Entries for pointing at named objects
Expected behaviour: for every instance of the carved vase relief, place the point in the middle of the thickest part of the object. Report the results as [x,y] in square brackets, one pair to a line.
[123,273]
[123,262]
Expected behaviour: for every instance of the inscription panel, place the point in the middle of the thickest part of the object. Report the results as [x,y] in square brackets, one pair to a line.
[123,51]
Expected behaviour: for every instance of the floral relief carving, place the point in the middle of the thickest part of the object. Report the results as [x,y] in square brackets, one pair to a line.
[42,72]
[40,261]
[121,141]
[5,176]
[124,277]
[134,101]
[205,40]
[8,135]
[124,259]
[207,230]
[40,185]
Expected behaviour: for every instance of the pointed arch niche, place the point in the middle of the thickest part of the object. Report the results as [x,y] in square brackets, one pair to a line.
* * *
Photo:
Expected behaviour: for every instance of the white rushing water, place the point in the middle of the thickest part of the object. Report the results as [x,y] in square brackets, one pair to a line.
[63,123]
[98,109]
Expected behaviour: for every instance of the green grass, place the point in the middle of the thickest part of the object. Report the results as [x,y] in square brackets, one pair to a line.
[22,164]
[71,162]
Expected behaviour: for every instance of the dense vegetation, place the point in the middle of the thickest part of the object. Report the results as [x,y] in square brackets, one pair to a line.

Your task
From the entries above, pull out every line that contains the word "thickest". Case counts.

Answer for this exercise
Expected behaviour: for every instance of the carved vase relief, place the point in the middle of the thickest part of the object. Report the results as [x,y] in square brackets, one pair to a line.
Expected behaviour: for every instance of the inscription panel, place the point in the middle of the thickest part of the object. Report the results as [x,y] in square brackets, one pair to a line.
Expected behaviour: for every instance of the floral relief carving, place the point in the middle of the thickest part of the object. Report the results as [x,y] in square brackets, one pair to a line.
Expected behaviour: for every instance of the pointed arch niche, place the point in the middle of the thickest part of the object. Report the results as [x,y] in square brackets, one pair to a line.
Expected behaviour: for every instance of the white rushing water, place the point in the middle of the thickest part of the object. Report the results as [x,y] in square brackets, one pair to a line.
Expected behaviour: for every instance of the green grass, place the point in the middle of the thickest part of the object. Report the results as [x,y] in square brackets, one pair to a line.
Expected behaviour: for every instance of the dense vegetation, place the point in the middle of the thickest part of the object. Report the results as [x,y] in square brackets, one pair to a line.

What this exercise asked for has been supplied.